WHAT TO DO: An exact copy of the entries is required, with every image omitted.

SUPPLIED INFORMATION:

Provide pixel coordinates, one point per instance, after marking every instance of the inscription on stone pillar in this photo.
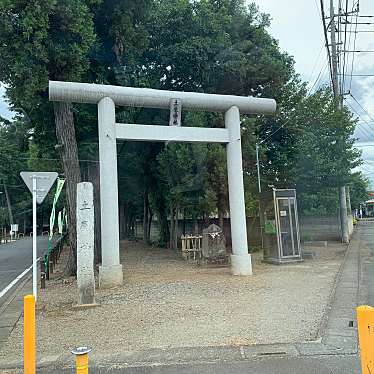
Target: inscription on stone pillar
(85, 244)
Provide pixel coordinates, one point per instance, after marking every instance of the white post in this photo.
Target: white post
(34, 237)
(110, 272)
(240, 259)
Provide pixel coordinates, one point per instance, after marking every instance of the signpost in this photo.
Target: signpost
(39, 183)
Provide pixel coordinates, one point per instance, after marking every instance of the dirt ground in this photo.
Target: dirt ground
(167, 302)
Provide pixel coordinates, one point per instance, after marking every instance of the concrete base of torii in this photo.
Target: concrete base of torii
(110, 276)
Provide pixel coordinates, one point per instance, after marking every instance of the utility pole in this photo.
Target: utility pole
(258, 169)
(338, 103)
(10, 213)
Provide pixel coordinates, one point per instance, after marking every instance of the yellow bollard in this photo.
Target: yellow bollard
(81, 359)
(365, 325)
(29, 346)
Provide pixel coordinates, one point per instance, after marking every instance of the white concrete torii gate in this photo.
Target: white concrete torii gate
(106, 97)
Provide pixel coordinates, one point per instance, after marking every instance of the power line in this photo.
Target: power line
(326, 38)
(367, 113)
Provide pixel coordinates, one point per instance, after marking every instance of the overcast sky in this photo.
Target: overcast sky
(298, 27)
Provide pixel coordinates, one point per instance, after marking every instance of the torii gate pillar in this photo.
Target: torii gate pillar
(240, 259)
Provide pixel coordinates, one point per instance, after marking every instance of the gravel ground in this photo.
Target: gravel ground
(167, 302)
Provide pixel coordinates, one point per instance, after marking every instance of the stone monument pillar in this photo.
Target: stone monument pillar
(85, 244)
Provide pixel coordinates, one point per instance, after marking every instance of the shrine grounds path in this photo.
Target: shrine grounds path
(169, 305)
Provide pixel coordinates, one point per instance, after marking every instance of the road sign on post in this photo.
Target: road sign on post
(39, 183)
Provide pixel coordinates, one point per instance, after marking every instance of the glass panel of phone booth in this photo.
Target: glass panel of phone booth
(269, 229)
(295, 229)
(285, 227)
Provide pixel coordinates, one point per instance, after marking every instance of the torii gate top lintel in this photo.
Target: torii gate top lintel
(160, 99)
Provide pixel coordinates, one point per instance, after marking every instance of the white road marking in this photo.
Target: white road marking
(13, 282)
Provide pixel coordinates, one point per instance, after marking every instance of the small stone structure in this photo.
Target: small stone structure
(214, 244)
(85, 244)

RESPONSE TO THIS TASK:
Provide pixel coordinates, one point per instance, after marking every instance of the inscription on stone pillar in this photo.
Target: inscription on stone pillar
(85, 244)
Provide pixel coordinates, one point per instance, after marking every instance of the white post in this photo.
Target: white post
(34, 237)
(110, 272)
(240, 259)
Provide pixel coordinates, one point per instance, after marking every instance of the signpost in this photo.
Target: signpost
(39, 183)
Provide pixel coordinates, one point per instance, after marking every instance of the dirt ground in this photo.
Target: dirt ground
(167, 302)
Provide pixel coordinates, one point per instance, after marking every instance of the concrete base of torii in this photo.
Target: concrete base of torii
(110, 276)
Provide pixel coordinates, one point per instance, after marking every instance of the utility pole in this photo.
Target: utility pole
(258, 169)
(338, 103)
(10, 213)
Provide pixel coordinates, one point per instance, after marking every instance of the yellow bollard in this photo.
Target: yellow bollard
(81, 359)
(365, 325)
(29, 346)
Provide pixel coordinates, one point per instance, after marking every instance of the white concrete torii gate in this photo.
Target: white concrete torii gate
(106, 97)
Provide pixel coordinates, one point per instance, after marking every instance of the power line in this photo.
Target: power line
(326, 38)
(367, 113)
Provide pixel coordinates, one point per instance, after marking every instance of the overcast sky in this photo.
Target: overcast sky
(298, 27)
Provide pixel coordinates, one point per instance, after marking every instance of the torii gate pillar in this photo.
Target: torii gate pillar
(240, 259)
Provide pixel coordinates, one point per instance, after marking every instance of the gravel ground in this photo.
Target: gravel ground
(167, 302)
Provide pixel coordinates, one point per instance, after marking every instance of the stone monument pillar in this photo.
Target: stone monument pillar
(85, 244)
Provide pixel coordinates, one point per instance, after marking every instance of the shrine grounds path in this photo.
Target: shrine grounds path
(169, 305)
Provide pixel coordinates, one point per instance, after marking every instance of the road sign on post in this photo.
Target: road sign on post
(39, 183)
Provide pixel coordinates, one point per instance, after marking every instance of the glass panel of phone booth in this photo.
Target: glass panel of phone booth
(269, 229)
(295, 229)
(285, 227)
Provide pixel coordinates, one point per instance, after marking every instance of the torii gate top lintel in this photo.
Target: torii gate top lintel
(160, 99)
Provide pixel coordinates, one point per instance, after marking every instance of the white road marking in this photo.
Target: white road marking
(13, 282)
Provide pixel coordinates, one point per instance, after marking every instance of the small stone structure in this photo.
Target: small stone structure
(214, 244)
(85, 244)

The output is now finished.